SOURCE EXTRACT
_ _ _ _ _
As Koneazny explains, yoga can have a profoundly positive influence on the lives of these young students, many of whom desperately need the benefits it can bring. All too often, inner-city children face considerable stress in their everyday lives — a result of poverty, proximity to gang violence and, increasingly for many, the fear that their families could be torn apart by deportation.

Indeed, a 2014 study by the Centers for Disease Control and Prevention found that almost a third of inner-city children in the United States suffer from post-traumatic stress disorder at a higher level than soldiers. Comparing inner-cities to combat zones, the report noted that while professional combatants get to leave a war zone once their tour of duty is over, inner-city children do not.

Finding their inner calm

Teaching these kids yoga, Koneazny says, gives them a valuable lifelong skill that enables them to relax and find an inner place of calm, even if they are in the midst of chaos. It helps children to focus in school, and it improves behavior and interpersonal relationships with other kids and adults.
_ _ _ _ _
Natural language region descriptions
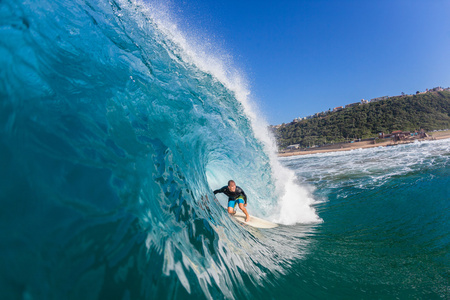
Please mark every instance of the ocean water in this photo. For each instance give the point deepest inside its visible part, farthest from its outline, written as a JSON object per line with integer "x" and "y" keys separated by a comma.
{"x": 115, "y": 127}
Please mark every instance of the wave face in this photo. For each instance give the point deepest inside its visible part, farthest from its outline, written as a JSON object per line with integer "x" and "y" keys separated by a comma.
{"x": 114, "y": 132}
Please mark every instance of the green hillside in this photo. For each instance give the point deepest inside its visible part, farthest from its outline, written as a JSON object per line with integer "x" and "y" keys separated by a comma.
{"x": 429, "y": 111}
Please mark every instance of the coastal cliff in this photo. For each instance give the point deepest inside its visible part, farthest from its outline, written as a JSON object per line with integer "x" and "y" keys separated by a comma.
{"x": 428, "y": 111}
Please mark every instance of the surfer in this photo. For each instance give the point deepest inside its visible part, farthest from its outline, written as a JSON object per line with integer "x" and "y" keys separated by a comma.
{"x": 235, "y": 195}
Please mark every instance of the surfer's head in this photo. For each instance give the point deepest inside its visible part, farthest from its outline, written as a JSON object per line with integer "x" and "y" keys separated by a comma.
{"x": 231, "y": 185}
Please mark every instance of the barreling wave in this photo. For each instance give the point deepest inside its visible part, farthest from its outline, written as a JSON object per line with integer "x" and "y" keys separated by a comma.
{"x": 114, "y": 132}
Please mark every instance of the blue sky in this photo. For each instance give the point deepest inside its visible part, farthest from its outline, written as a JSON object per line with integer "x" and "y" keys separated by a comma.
{"x": 302, "y": 57}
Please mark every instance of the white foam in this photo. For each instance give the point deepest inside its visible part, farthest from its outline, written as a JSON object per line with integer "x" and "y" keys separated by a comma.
{"x": 294, "y": 201}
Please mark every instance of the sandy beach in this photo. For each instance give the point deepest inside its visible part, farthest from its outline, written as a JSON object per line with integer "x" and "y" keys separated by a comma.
_ _ _ _ _
TASK TO COMPLETE
In the passage on yoga for inner-city children above, transcribe verbatim the portion that begins with the words containing "As Koneazny explains, yoga" and ends with "children do not.".

TASK OUTPUT
As Koneazny explains, yoga can have a profoundly positive influence on the lives of these young students, many of whom desperately need the benefits it can bring. All too often, inner-city children face considerable stress in their everyday lives — a result of poverty, proximity to gang violence and, increasingly for many, the fear that their families could be torn apart by deportation.

Indeed, a 2014 study by the Centers for Disease Control and Prevention found that almost a third of inner-city children in the United States suffer from post-traumatic stress disorder at a higher level than soldiers. Comparing inner-cities to combat zones, the report noted that while professional combatants get to leave a war zone once their tour of duty is over, inner-city children do not.